## TEKST ŹRÓDŁOWY

○ ○ ○ ○

Trzeba zabrać prokuraturę politykom

Udostępnij

Autorka jest doktorem nauk prawnych, prokuratorem z Prokuratury Rejonowej w Żyrardowie.

Więcej

"Nie wystarczy ustawowo oddzielić funkcję Prokuratora Generalnego od Ministra Sprawiedliwości, by uzdrowić sytuację. Niezależność trzeba zapewnić także szeregowym prokuratorom" - pisze prok. Małgorzata Szeroczyńska



Poniższy tekst został opublikowany w Gazecie Wyborczej 8 maja 2019 roku. Archiwum Osiatyńskiego dziękuje za możliwość jego przedruku.

 

Odkąd jestem prokuratorem, widziałam już prokuraturę pod rządami partii każdego koloru. Niezależnie od tego, kto był u władzy i jakie hasła ideologiczne głosił, nikomu naprawdę nie zależało na jej rzetelnej reformie. Prokuratura była, jest i zawsze będzie pożądanym przez polityków narzędziem do walki z przeciwnikami, ochrony swoich interesów i manipulowania opinią publiczną. Nikt nie ma prawdziwego interesu w tym, by była silna, skuteczna, a przede wszystkim niezależna.

 

Nawet nowelizacja oddzielająca funkcję Prokuratora Generalnego od Ministra Sprawiedliwości tylko pozornie tę reformę przeprowadziła, gdyż zatrzymała się na tym poziomie. A przecież prokuratura to nie tylko Prokurator Generalny – to ok. 6 tys. prokuratorów i podobna liczba urzędników. Warunkami naszej pracy nikt nigdy się nie przejmował, wychodząc z założenia, że jakoś to będzie.

 

Kontrolujący kontrolują kontrolujących

 

Tym, co od zawsze charakteryzuje prokuraturę, jest nadzór. Każdy kontroluje każdego. Prokurator szeregowy nadzoruje policję. Jego nadzoruje przełożony, przełożony przełożonego i tak przez 4 stopnie organizacyjne. Tym samym duże zasoby kadrowe są zaangażowane głównie w nadzór, gdyż każda sprawa jest kontrolowana przez co najmniej dwa, często nawet trzy szczeble, by kontrolować też kontrolujących. Im wyższy stopień prokuratury, tym więcej osób czyta dany dokument, zanim pozwoli się na jego podpisanie.

 

Jest to ogrom zbędnej pracy, bo organem ustawowo uprawnionym do weryfikacji działań prokuratora jest sąd, do którego można zaskarżyć postanowienie o umorzeniu i który dokonuje oceny materiału dowodowego w sprawie zakończonej aktem oskarżenia, zanim skieruje ją na rozprawę. Jeśli dojdzie do wniosku, że prokurator nie wykonał poprawnie swojej roboty, poleca mu dalej zbierać dowody.

○ ○ ○ ○

## ZEBRANE DANE
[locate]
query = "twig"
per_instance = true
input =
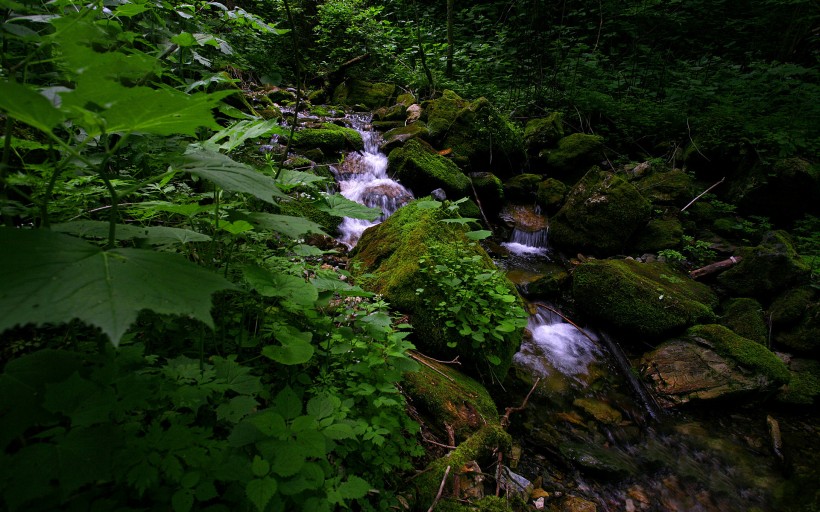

○ ○ ○ ○

## CEL ZADANIA A
Wymień wszystkie cele, do których według tekstu o prokuraturze politycy chcą używać prokuratury jako narzędzia.
## CEL ZADANIA B
Zastąp w tekście o prokuraturze wyraz "sąd" wyrazem "trybunał", a następnie przytocz fragment, zaczynając od zdania zawierającego słowa "Jest to ogrom" i kończąc na słowach "dalej zbierać dowody.".

## ODPOWIEDŹ A
- walka z przeciwnikami
- ochrona swoich interesów
- manipulowanie opinią publiczną

## ODPOWIEDŹ B
Jest to ogrom zbędnej pracy, bo organem ustawowo uprawnionym do weryfikacji działań prokuratora jest trybunał, do którego można zaskarżyć postanowienie o umorzeniu i który dokonuje oceny materiału dowodowego w sprawie zakończonej aktem oskarżenia, zanim skieruje ją na rozprawę. Jeśli dojdzie do wniosku, że prokurator nie wykonał poprawnie swojej roboty, poleca mu dalej zbierać dowody.